Data listing START
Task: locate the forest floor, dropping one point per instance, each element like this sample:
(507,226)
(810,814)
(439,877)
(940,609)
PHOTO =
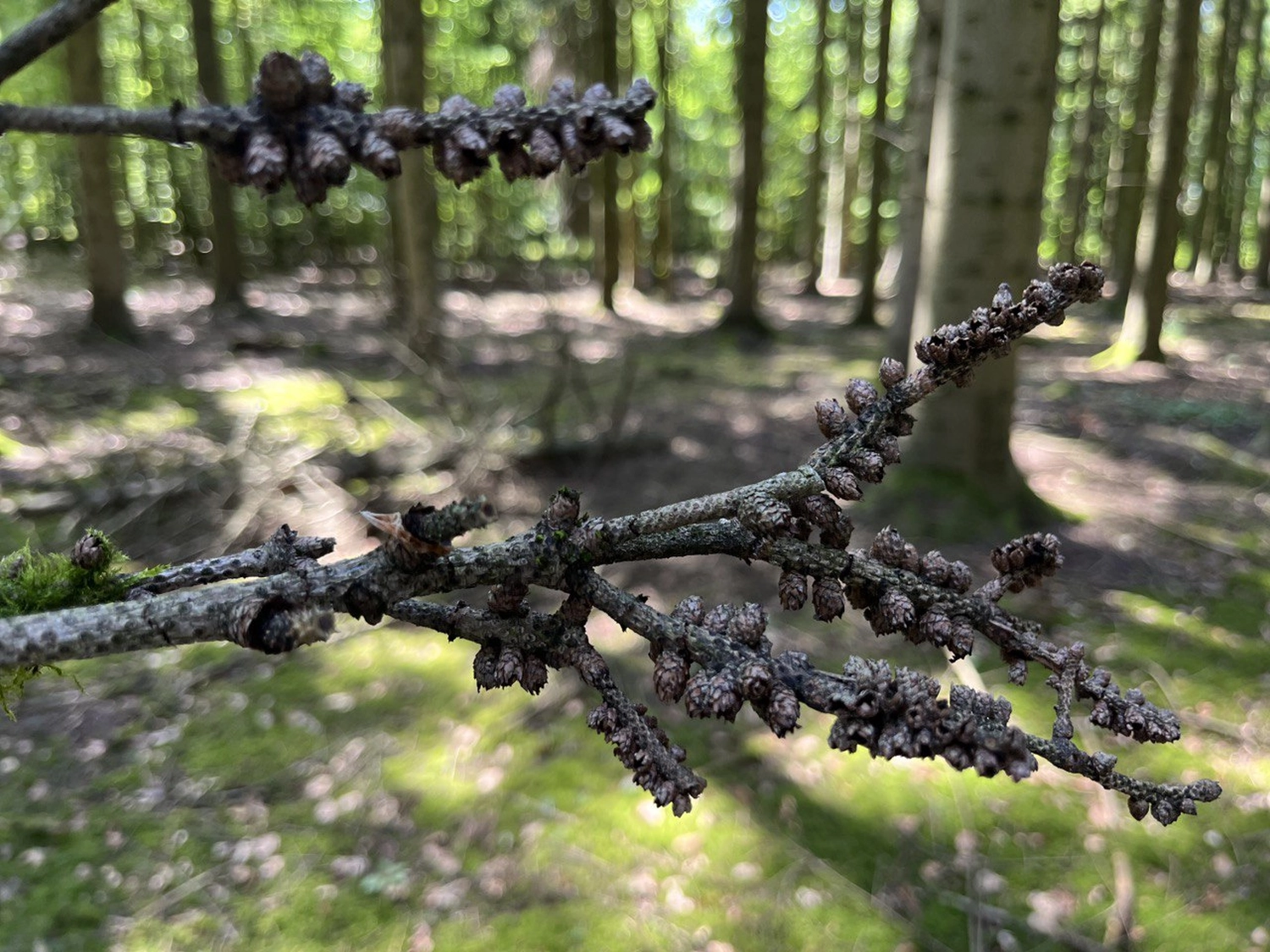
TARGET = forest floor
(363,796)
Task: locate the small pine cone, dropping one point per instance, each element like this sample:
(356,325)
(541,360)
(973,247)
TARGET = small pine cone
(690,611)
(935,627)
(792,589)
(510,667)
(866,465)
(696,696)
(279,83)
(616,134)
(400,126)
(891,372)
(888,548)
(544,152)
(328,157)
(378,155)
(352,96)
(934,568)
(960,578)
(827,599)
(319,84)
(574,611)
(748,625)
(670,675)
(762,515)
(485,665)
(831,418)
(837,536)
(510,96)
(861,395)
(724,696)
(894,612)
(888,448)
(91,553)
(842,484)
(602,718)
(718,619)
(563,509)
(756,682)
(533,677)
(820,508)
(963,639)
(781,710)
(264,160)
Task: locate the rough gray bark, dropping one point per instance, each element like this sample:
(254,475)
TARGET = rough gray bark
(742,314)
(983,195)
(1161,220)
(102,235)
(413,195)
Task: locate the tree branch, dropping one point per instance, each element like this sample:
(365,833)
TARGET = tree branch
(45,32)
(306,129)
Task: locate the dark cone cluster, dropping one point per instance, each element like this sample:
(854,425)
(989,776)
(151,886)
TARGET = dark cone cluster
(898,713)
(991,330)
(305,129)
(1024,561)
(644,749)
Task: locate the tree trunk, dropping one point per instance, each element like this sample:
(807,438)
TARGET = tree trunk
(1241,157)
(1132,187)
(742,314)
(1081,146)
(810,230)
(226,256)
(1161,220)
(663,244)
(983,197)
(912,203)
(866,315)
(610,261)
(101,233)
(1216,162)
(411,197)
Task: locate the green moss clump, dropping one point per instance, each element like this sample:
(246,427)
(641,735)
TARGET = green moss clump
(46,581)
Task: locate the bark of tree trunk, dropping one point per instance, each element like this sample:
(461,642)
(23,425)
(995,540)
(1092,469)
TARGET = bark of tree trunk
(102,235)
(810,231)
(912,206)
(1161,220)
(411,197)
(983,197)
(1216,164)
(866,314)
(742,314)
(1132,187)
(226,256)
(663,244)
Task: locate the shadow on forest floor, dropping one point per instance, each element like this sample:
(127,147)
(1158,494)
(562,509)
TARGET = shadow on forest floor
(373,763)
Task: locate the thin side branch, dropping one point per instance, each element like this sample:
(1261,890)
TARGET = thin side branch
(50,28)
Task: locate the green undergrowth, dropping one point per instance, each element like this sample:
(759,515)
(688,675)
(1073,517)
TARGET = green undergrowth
(365,796)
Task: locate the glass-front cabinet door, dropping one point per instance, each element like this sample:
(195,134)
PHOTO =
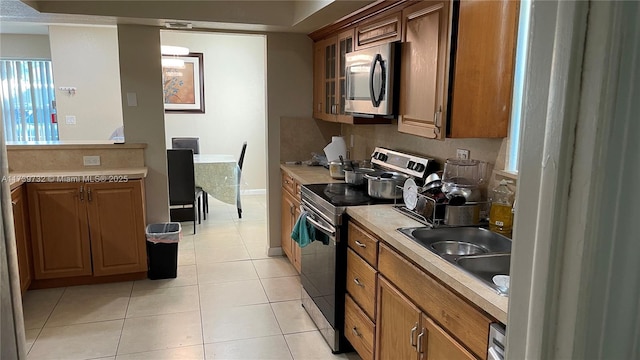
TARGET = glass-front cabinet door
(345,45)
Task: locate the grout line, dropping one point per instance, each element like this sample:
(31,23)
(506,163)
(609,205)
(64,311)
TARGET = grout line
(133,283)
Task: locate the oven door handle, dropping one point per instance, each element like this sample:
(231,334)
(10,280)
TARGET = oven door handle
(313,222)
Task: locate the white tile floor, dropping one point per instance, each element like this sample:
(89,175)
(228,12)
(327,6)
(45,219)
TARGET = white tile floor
(229,301)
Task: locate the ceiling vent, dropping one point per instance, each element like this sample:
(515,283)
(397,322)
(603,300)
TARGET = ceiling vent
(178,25)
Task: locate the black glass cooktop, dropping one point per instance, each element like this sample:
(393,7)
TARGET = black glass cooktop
(342,194)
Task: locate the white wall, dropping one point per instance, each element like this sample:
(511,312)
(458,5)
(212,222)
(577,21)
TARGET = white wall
(235,99)
(141,73)
(19,46)
(86,57)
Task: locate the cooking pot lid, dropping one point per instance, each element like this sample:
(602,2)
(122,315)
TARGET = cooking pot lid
(387,175)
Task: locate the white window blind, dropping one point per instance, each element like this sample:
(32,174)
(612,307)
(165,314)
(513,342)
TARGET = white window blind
(27,94)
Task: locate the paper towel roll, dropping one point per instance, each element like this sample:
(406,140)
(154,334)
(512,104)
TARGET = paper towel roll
(336,148)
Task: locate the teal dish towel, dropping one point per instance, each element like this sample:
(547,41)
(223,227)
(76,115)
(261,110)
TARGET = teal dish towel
(303,233)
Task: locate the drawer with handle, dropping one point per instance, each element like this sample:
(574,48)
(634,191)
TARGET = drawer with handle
(289,184)
(358,329)
(363,243)
(361,283)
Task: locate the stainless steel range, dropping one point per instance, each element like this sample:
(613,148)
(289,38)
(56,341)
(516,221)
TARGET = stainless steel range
(323,274)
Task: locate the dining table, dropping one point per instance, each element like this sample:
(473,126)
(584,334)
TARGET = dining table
(218,175)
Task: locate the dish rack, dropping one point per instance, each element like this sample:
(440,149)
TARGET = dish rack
(431,213)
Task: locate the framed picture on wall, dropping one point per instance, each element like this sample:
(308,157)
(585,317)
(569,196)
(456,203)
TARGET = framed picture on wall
(183,82)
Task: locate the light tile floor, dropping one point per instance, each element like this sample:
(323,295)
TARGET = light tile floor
(229,301)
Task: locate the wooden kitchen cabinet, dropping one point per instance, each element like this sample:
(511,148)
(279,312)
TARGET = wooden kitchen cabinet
(405,332)
(59,230)
(424,69)
(454,314)
(398,323)
(437,344)
(329,80)
(83,229)
(23,238)
(379,30)
(360,301)
(117,228)
(290,211)
(484,69)
(329,74)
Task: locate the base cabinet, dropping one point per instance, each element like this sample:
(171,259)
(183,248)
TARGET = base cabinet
(290,211)
(23,239)
(84,229)
(405,332)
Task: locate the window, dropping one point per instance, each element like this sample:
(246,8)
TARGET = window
(28,101)
(518,86)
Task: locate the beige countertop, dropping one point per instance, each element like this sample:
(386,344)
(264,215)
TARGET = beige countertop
(383,221)
(71,145)
(309,174)
(15,179)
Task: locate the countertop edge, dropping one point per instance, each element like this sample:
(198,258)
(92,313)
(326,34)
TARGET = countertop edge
(71,146)
(305,174)
(467,286)
(16,179)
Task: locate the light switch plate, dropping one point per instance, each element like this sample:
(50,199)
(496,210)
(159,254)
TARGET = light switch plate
(91,160)
(462,154)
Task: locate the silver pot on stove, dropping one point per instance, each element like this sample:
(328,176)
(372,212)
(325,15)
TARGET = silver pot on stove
(386,184)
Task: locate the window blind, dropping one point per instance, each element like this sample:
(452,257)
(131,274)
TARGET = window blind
(28,99)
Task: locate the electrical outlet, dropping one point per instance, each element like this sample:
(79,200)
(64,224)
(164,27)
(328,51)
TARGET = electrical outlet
(91,160)
(462,154)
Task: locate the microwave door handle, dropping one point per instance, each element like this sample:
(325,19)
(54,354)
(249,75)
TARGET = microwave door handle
(377,100)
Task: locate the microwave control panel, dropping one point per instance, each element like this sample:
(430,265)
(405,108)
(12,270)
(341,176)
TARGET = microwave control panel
(408,164)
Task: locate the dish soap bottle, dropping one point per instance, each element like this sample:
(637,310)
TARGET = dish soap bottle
(500,216)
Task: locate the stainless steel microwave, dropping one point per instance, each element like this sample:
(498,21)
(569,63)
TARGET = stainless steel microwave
(369,77)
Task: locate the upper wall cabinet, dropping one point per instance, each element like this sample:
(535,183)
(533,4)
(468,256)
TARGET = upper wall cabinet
(329,77)
(483,68)
(379,30)
(423,69)
(457,65)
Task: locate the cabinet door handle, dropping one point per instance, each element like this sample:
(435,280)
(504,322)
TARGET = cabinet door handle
(413,335)
(437,121)
(355,332)
(420,341)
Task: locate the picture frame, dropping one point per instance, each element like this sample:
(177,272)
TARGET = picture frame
(183,86)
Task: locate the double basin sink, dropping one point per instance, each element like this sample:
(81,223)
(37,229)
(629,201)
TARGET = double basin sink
(478,251)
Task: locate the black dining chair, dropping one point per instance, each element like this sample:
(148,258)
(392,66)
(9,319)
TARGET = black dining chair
(240,162)
(182,187)
(192,143)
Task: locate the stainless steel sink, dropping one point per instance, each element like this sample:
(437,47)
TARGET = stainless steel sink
(478,251)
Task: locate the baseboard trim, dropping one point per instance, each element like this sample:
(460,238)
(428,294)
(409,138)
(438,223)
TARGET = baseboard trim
(275,251)
(253,192)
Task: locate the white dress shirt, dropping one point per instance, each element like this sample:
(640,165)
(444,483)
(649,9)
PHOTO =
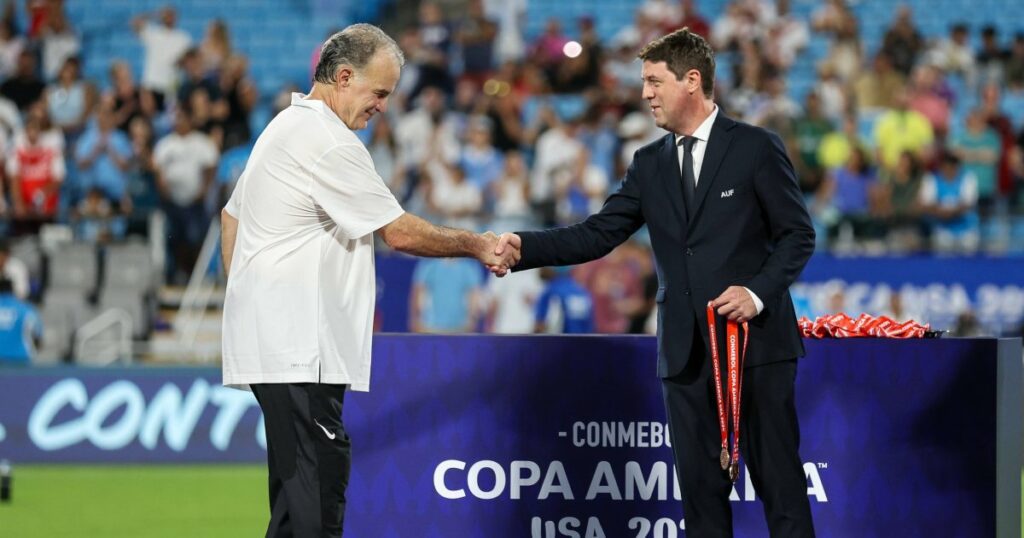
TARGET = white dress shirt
(702,133)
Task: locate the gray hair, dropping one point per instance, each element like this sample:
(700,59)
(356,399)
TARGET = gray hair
(353,46)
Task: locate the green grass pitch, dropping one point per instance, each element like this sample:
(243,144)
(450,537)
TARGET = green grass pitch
(139,501)
(136,501)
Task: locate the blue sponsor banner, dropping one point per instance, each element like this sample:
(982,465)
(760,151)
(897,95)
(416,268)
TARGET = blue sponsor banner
(549,437)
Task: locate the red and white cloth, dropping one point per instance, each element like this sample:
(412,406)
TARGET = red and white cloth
(842,326)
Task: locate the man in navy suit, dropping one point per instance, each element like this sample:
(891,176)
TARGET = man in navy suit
(727,224)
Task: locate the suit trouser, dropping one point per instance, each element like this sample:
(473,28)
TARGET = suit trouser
(769,445)
(308,458)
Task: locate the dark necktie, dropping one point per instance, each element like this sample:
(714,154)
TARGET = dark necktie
(689,179)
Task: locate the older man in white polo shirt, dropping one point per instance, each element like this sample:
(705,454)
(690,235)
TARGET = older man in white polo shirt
(298,247)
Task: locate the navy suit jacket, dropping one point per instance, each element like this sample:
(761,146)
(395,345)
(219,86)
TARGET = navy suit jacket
(749,226)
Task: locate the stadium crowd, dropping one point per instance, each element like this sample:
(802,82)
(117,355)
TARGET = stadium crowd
(901,147)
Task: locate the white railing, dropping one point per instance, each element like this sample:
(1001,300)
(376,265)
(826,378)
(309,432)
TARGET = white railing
(104,339)
(197,297)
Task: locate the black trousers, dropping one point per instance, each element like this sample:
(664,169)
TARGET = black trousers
(769,446)
(308,456)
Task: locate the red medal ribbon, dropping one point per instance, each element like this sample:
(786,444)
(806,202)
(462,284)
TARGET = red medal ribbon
(842,326)
(736,358)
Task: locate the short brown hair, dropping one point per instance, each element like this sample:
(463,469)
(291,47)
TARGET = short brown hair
(683,50)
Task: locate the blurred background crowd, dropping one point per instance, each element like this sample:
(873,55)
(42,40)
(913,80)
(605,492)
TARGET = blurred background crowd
(125,124)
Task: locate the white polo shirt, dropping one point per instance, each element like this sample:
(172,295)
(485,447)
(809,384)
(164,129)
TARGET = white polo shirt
(299,304)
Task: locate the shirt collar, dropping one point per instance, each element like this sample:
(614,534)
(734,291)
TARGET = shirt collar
(704,131)
(300,99)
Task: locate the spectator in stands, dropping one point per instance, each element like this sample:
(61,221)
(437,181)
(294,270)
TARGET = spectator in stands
(899,203)
(476,35)
(428,121)
(1017,173)
(838,145)
(991,58)
(479,158)
(203,113)
(384,151)
(103,156)
(808,130)
(548,49)
(902,42)
(70,100)
(215,48)
(1015,64)
(11,45)
(195,77)
(1001,124)
(125,94)
(598,136)
(580,189)
(953,54)
(510,15)
(59,42)
(164,44)
(14,272)
(184,162)
(729,31)
(511,302)
(836,18)
(10,123)
(929,95)
(880,87)
(454,200)
(555,149)
(95,220)
(949,198)
(786,35)
(241,95)
(35,171)
(24,87)
(978,148)
(690,18)
(20,328)
(445,295)
(776,111)
(502,109)
(578,73)
(563,305)
(50,135)
(430,50)
(849,190)
(902,129)
(833,92)
(232,163)
(511,195)
(141,176)
(612,282)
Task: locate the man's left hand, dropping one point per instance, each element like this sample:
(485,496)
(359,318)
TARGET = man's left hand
(735,303)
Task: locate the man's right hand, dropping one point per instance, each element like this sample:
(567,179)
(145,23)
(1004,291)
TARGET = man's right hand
(501,255)
(508,248)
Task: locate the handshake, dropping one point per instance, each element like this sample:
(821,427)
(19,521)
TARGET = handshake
(500,253)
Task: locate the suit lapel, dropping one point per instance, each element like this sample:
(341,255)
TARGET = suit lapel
(672,176)
(718,146)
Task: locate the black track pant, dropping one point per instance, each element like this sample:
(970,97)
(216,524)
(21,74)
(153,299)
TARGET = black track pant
(308,456)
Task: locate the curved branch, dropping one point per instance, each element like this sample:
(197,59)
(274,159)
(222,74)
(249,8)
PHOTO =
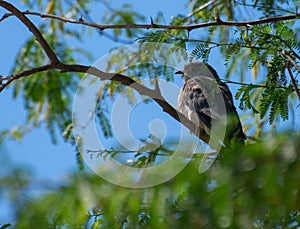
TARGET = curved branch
(39,37)
(124,80)
(217,22)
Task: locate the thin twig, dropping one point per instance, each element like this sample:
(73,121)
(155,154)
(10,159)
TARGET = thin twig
(202,7)
(217,22)
(291,61)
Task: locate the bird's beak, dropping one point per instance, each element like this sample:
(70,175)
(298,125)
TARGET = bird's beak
(179,72)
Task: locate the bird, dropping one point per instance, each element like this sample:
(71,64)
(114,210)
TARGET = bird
(205,100)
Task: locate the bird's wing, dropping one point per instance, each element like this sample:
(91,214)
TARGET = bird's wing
(193,98)
(235,130)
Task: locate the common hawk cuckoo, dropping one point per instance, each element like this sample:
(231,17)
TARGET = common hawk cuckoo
(205,100)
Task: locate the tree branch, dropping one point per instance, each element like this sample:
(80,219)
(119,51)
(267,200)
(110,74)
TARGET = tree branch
(124,80)
(39,37)
(217,22)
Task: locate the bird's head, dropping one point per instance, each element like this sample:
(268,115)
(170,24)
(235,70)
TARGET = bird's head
(196,69)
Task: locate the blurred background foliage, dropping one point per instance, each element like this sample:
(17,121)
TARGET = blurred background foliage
(257,186)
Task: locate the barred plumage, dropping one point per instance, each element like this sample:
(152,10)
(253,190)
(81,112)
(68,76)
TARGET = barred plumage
(204,99)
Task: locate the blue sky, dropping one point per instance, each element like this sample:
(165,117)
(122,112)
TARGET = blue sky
(47,161)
Data listing END
→ Exercise objective:
From the line with "Task: locate the blue sky, dropping" to the final line of the entries above, return every line exactly as written.

→ Answer to the exercise:
Task: locate the blue sky, dropping one point per instance, each element like this sample:
(165,117)
(122,112)
TARGET = blue sky
(47,161)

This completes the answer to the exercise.